**AUSZUG**:

Trotz Waffenruhe kein Kriegsende in Sicht

■ Serben und Bosnier warnen vor neuen Kämpfen/ Debatte über Waffenembargo

Wien (taz) – Der bosnische Waffenstillstand hat offenbar auch gestern an den meisten Frontabschnitten gehalten. Die Kämpfe flauten überall ab, berichteten übereinstimmend die Propagandasender der Kriegsparteien. Aus der Umgebung von Srebrenica meldeten Amateurfunker allerdings neue Kämpfe. Serbische Truppen hätten an einigen Teilen des Belagerungsringes neue Angriffe gestattet. Eine unabhängige Bestätigung dafür gab es zunächst nicht.

**VORLIEGENDE EINTRÄGE**:
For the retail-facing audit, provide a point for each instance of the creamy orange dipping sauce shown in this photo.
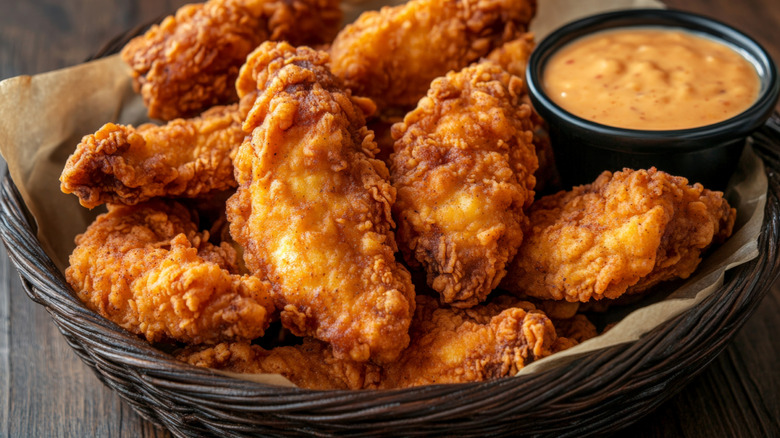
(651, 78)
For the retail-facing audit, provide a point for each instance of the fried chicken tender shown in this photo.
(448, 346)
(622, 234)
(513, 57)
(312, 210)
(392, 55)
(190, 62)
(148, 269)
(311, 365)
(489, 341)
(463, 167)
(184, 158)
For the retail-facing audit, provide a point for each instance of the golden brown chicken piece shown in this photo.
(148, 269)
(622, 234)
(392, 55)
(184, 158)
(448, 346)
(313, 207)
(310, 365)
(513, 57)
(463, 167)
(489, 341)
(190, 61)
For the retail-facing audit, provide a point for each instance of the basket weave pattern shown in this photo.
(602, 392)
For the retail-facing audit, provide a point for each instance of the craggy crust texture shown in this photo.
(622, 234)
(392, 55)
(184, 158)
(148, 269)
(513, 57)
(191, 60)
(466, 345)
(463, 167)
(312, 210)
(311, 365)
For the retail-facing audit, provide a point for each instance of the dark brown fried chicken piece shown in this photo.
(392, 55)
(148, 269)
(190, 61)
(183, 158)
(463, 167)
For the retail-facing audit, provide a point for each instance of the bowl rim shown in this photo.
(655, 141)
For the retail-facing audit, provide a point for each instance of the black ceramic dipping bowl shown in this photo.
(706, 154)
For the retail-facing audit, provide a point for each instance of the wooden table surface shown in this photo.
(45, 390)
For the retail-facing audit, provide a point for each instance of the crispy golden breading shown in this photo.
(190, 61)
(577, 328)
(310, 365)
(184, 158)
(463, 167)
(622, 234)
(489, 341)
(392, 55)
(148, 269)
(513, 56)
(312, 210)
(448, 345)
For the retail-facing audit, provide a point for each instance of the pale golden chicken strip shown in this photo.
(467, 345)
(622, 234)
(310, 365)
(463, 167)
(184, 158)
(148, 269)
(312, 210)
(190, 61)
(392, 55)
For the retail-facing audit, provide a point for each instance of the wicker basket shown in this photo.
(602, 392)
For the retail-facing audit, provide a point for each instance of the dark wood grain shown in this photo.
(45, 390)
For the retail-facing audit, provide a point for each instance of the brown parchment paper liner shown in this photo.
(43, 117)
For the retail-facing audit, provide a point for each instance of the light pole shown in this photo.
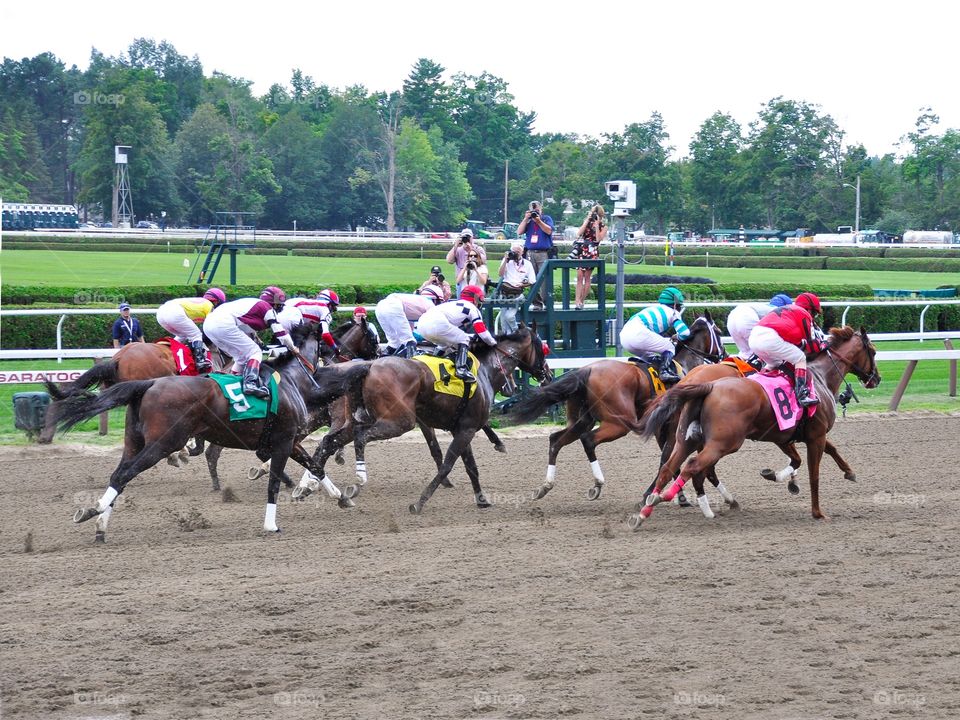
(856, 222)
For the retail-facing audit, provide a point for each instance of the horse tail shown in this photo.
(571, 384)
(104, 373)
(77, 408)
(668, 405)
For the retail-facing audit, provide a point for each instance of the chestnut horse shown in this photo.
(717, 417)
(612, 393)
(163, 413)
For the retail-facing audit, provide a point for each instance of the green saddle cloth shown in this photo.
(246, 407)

**AUFGABENSTELLUNG**: Kopieren Sie aus dem Auszug über die bosnische Waffenruhe den Abschnitt, der bei den Worten „Wien (taz) –“ einsetzt und nach „es zunächst nicht.“ endet, wortgetreu.

**LÖSUNG**:
Wien (taz) – Der bosnische Waffenstillstand hat offenbar auch gestern an den meisten Frontabschnitten gehalten. Die Kämpfe flauten überall ab, berichteten übereinstimmend die Propagandasender der Kriegsparteien. Aus der Umgebung von Srebrenica meldeten Amateurfunker allerdings neue Kämpfe. Serbische Truppen hätten an einigen Teilen des Belagerungsringes neue Angriffe gestattet. Eine unabhängige Bestätigung dafür gab es zunächst nicht.